▶ WRITTEN REQUEST: Copy all the material that follows, keeping every character the same.

▶ INFORMATION GIVEN:
· · · · ·

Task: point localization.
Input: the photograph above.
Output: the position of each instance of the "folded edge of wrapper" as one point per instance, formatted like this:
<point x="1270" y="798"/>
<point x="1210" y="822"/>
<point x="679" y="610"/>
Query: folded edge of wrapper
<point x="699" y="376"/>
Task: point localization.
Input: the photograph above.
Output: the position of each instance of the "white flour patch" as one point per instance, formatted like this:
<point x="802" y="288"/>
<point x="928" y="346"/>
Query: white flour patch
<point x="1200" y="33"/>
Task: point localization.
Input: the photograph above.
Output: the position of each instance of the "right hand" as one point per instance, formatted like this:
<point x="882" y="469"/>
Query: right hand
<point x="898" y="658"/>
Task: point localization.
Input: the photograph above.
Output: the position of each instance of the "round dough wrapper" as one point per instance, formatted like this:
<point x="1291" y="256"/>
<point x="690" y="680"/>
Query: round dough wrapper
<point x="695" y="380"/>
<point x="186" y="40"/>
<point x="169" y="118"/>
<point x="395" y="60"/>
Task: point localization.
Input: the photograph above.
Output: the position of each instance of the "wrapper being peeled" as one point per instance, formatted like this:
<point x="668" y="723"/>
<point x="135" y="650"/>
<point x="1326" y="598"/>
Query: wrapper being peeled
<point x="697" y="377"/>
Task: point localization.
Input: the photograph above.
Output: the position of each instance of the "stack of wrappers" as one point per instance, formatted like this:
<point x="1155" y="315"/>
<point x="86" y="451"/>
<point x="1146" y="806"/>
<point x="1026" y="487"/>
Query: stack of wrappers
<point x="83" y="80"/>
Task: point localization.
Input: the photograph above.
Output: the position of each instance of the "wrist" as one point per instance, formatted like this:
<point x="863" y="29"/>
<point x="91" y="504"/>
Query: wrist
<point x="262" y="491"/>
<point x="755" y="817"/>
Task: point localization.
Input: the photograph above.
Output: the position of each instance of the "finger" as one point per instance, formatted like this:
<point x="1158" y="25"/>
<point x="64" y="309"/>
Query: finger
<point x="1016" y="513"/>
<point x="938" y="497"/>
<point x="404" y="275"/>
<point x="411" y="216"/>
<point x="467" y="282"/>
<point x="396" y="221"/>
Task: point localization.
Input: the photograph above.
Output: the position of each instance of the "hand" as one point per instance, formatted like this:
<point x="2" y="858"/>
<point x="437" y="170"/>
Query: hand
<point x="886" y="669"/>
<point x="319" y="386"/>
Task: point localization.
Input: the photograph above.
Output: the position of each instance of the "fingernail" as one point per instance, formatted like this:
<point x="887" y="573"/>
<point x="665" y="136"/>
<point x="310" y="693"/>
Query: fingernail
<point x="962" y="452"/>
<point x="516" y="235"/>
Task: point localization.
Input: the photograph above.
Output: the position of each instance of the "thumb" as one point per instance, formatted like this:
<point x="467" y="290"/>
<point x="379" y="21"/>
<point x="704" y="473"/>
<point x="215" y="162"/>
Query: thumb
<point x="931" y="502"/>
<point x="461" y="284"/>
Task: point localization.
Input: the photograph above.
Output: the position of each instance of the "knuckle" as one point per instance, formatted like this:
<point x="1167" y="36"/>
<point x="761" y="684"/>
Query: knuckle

· · · · ·

▶ WRITTEN ANSWER:
Task: point localization.
Input: the photograph above.
Output: the position of each instance of the "folded edge of wrapper" as one point per instance, formatted like this:
<point x="1270" y="798"/>
<point x="1210" y="822"/>
<point x="679" y="610"/>
Query: folded edge of wrapper
<point x="699" y="376"/>
Task: point localization.
Input: the photograph above.
Output: the position of each instance of the "white flour patch" as one point per instance, formatted like this:
<point x="802" y="288"/>
<point x="928" y="346"/>
Query: white flour patch
<point x="1200" y="33"/>
Task: point localization.
Input: the photograph above.
Output: the position of each instance of the "right hand" as one point per instance, formatted like this:
<point x="882" y="469"/>
Query: right hand
<point x="898" y="658"/>
Task: point localization.
Input: the photograph above.
Output: the position of each instance of the "round dough wrapper" as one point per instance, formatted like this:
<point x="1291" y="256"/>
<point x="690" y="680"/>
Query: round dough wrapper
<point x="695" y="380"/>
<point x="186" y="40"/>
<point x="169" y="118"/>
<point x="395" y="60"/>
Task: point localization.
Input: the photograph above.
Output: the position of each instance of the "wrapper being peeled" as one point per instance, formatted like this:
<point x="668" y="723"/>
<point x="135" y="650"/>
<point x="1326" y="598"/>
Query: wrapper being peeled
<point x="697" y="377"/>
Task: point localization.
Input: the photograph above.
Output: the position of each instance of the "stack of wrappers" as one point per instance, formatted like this:
<point x="1155" y="315"/>
<point x="86" y="451"/>
<point x="1146" y="806"/>
<point x="1026" y="487"/>
Query: stack of wrappers
<point x="83" y="80"/>
Task: point localization.
Input: the photograph above.
Output: the position of each instance of the "wrist" as one point per instance, formatted like this:
<point x="863" y="29"/>
<point x="91" y="504"/>
Query: wrist
<point x="262" y="491"/>
<point x="755" y="817"/>
Task: point localization.
Input: the photograph above.
Output: the position of each instance of the "finger" as one point per instance, formatted like this:
<point x="1158" y="25"/>
<point x="64" y="309"/>
Query: finger
<point x="1016" y="513"/>
<point x="938" y="497"/>
<point x="404" y="275"/>
<point x="411" y="216"/>
<point x="467" y="282"/>
<point x="396" y="221"/>
Task: point localization.
Input: the photograph above.
Output: the position of each instance of the "hand" as one point per instance, formatted like this:
<point x="2" y="858"/>
<point x="437" y="170"/>
Query: hand
<point x="886" y="669"/>
<point x="319" y="386"/>
Task: point localization.
Input: the photograph above.
Output: the position of each instance of the "fingernail" as one point per instance, formatted like this:
<point x="887" y="573"/>
<point x="665" y="136"/>
<point x="310" y="693"/>
Query: fingernail
<point x="962" y="452"/>
<point x="516" y="235"/>
Task: point localization.
Input: the photograph above.
Output: the position of each instance of the "thumb" as one point per instance, formatted like this:
<point x="467" y="290"/>
<point x="379" y="21"/>
<point x="704" y="473"/>
<point x="215" y="162"/>
Query: thumb
<point x="931" y="502"/>
<point x="461" y="284"/>
Task: point localization.
Input: the photograph above.
Output: the position of each instance of the "knuckle" as one point per instance, formatted like this:
<point x="1167" y="36"/>
<point x="761" y="684"/>
Query: knuckle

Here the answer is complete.